• _Passage for review_

We know climate change melts glaciers and worsens floods. But there’s also another devastating consequence of a rapidly warming planet that’s only coming to light now.
Climate change is making children go malnourished.
Research published in the journal The Lancet Planetary Health has found that as temperatures rise, so do the chances of young children suffering from malnutrition, a condition where the body does not get the nutrients it needs to grow and function, and which can cause lifelong health damage or even death.
WHAT DID THE RESEARCH FIND
The study analysed health data from over 6.5 million children between the ages of one and five across Brazil, collected between 2007 and 2018.
Researchers tracked each child’s height and weight, both of which are considered standard markers to detect malnutrition. They then tried and find a link between the physiological changes in children and the daily temperature records from across the country.
What they feared came to pass. The researchers found that every 1C rise in local temperatures above 26C was linked to a 10% greater chance of a child being underweight, and an 8% increase in the odds of both short-term and long-term malnutrition.

• _Work to complete_
1. Answer these from the passage on climate and malnutrition, one line each:
(a) Which journal published the research?
(b) What ages were the children whose health data the study analyzed?
(c) Each 1C rise above what local temperature was linked to a greater chance of a child being underweight?
2. Print part of the passage on climate and malnutrition without changes: begin at the words "Climate change is" and stop after the words "or even death.".
3. Sum up the passage on climate and malnutrition in two sentences.

• _Available data_
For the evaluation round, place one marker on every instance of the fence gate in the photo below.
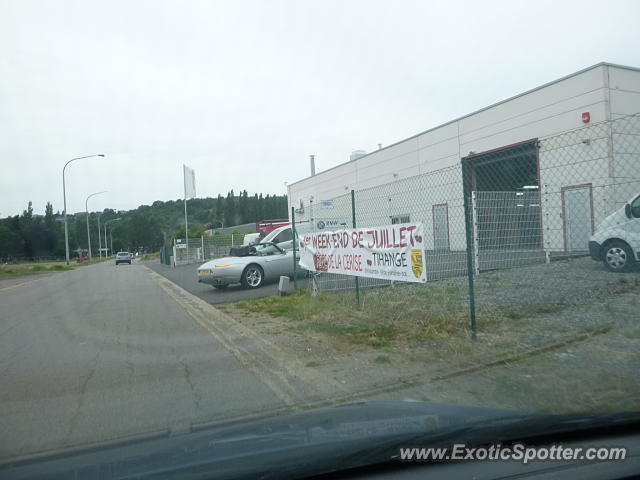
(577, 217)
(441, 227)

--

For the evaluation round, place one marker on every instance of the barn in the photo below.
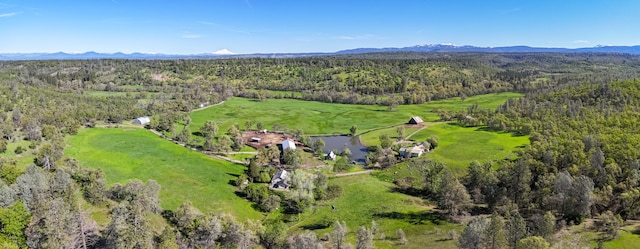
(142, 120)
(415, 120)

• _Answer section_
1.
(a) The Lancet Planetary Health
(b) Between one and five
(c) 26C

2.
Climate change is making children go malnourished.
Research published in the journal The Lancet Planetary Health has found that as temperatures rise, so do the chances of young children suffering from malnutrition, a condition where the body does not get the nutrients it needs to grow and function, and which can cause lifelong health damage or even death.

3. Research published in The Lancet Planetary Health found that as temperatures rise, so do the chances of young children suffering from malnutrition. Using health data from over 6.5 million children aged one to five across Brazil, it linked every 1C rise above 26C to a 10% greater chance of being underweight and an 8% increase in the odds of both short-term and long-term malnutrition.